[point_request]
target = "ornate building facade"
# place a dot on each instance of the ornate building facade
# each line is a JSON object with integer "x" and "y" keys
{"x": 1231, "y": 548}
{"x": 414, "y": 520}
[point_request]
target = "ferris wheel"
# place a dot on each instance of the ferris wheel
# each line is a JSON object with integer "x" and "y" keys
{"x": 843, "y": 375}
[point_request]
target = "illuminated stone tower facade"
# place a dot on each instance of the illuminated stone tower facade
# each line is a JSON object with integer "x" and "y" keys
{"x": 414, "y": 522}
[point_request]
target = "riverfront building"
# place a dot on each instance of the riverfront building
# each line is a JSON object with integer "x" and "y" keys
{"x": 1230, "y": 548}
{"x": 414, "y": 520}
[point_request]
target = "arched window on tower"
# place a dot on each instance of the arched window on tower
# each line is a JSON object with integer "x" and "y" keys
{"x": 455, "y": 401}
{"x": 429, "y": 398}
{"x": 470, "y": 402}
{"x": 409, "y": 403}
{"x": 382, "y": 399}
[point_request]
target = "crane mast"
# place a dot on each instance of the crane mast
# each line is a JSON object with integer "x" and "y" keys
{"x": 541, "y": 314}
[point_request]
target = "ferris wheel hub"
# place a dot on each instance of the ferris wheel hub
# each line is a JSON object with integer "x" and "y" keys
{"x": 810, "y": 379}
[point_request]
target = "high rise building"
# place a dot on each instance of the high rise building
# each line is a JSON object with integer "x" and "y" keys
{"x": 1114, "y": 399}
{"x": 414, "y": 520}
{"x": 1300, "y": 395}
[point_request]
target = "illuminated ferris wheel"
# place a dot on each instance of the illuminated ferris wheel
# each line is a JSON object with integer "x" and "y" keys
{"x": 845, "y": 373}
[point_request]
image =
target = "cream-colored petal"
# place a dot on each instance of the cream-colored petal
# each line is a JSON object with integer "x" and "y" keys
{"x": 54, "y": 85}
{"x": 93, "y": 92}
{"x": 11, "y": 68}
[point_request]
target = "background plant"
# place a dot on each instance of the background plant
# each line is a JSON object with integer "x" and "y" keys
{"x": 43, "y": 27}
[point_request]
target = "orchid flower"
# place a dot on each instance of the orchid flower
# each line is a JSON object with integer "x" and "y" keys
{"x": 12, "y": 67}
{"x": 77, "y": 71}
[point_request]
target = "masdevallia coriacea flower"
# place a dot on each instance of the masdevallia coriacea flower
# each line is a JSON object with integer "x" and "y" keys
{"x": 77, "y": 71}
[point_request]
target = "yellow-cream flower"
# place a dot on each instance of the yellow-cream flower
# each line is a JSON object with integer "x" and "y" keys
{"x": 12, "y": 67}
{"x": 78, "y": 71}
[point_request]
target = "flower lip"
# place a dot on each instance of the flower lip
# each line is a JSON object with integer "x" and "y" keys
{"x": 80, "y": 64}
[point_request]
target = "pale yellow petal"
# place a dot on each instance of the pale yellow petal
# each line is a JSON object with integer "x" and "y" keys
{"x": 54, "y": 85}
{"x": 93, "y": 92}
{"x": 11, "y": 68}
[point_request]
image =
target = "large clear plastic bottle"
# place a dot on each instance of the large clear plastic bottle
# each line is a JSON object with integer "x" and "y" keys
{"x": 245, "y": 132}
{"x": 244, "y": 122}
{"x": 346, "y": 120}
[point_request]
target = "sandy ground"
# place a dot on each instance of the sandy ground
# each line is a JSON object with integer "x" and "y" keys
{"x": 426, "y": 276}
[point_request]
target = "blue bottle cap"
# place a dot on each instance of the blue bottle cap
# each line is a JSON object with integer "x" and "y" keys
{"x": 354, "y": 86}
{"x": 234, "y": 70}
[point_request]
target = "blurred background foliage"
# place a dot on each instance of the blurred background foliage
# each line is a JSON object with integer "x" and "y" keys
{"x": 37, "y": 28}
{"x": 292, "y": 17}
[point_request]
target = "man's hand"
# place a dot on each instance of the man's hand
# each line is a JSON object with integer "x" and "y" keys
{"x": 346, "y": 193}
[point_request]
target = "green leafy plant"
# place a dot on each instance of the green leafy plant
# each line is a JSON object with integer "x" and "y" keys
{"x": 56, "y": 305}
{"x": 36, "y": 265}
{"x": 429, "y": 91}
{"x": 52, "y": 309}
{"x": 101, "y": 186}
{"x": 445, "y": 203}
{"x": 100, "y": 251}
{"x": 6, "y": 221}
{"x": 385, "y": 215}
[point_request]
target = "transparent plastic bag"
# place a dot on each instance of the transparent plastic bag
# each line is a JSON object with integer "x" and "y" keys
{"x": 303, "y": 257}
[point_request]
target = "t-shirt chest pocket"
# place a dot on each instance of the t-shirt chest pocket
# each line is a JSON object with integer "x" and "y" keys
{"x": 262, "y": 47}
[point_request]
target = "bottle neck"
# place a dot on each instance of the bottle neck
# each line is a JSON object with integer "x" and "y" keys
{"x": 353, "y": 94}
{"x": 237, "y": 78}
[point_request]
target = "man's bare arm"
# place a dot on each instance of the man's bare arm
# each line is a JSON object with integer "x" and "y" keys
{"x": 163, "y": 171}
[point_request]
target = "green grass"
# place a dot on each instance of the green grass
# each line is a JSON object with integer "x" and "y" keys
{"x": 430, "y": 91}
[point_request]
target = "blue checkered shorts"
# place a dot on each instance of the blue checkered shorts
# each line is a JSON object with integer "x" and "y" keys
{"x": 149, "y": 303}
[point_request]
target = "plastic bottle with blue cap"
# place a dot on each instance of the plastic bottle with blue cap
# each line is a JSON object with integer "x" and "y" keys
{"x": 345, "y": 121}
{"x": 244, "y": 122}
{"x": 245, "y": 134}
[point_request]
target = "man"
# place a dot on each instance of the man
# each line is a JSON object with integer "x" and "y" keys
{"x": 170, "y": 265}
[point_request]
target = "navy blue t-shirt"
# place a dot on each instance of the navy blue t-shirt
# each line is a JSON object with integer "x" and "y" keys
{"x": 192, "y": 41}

━━━━━━━━━━

TASK STATEMENT - Which lines in the entries above contain the string "navy"? Pull out each one in full, counting a match only when the case is the same.

IN RESPONSE -
target = "navy blue t-shirt"
# place a dot on each instance of the navy blue t-shirt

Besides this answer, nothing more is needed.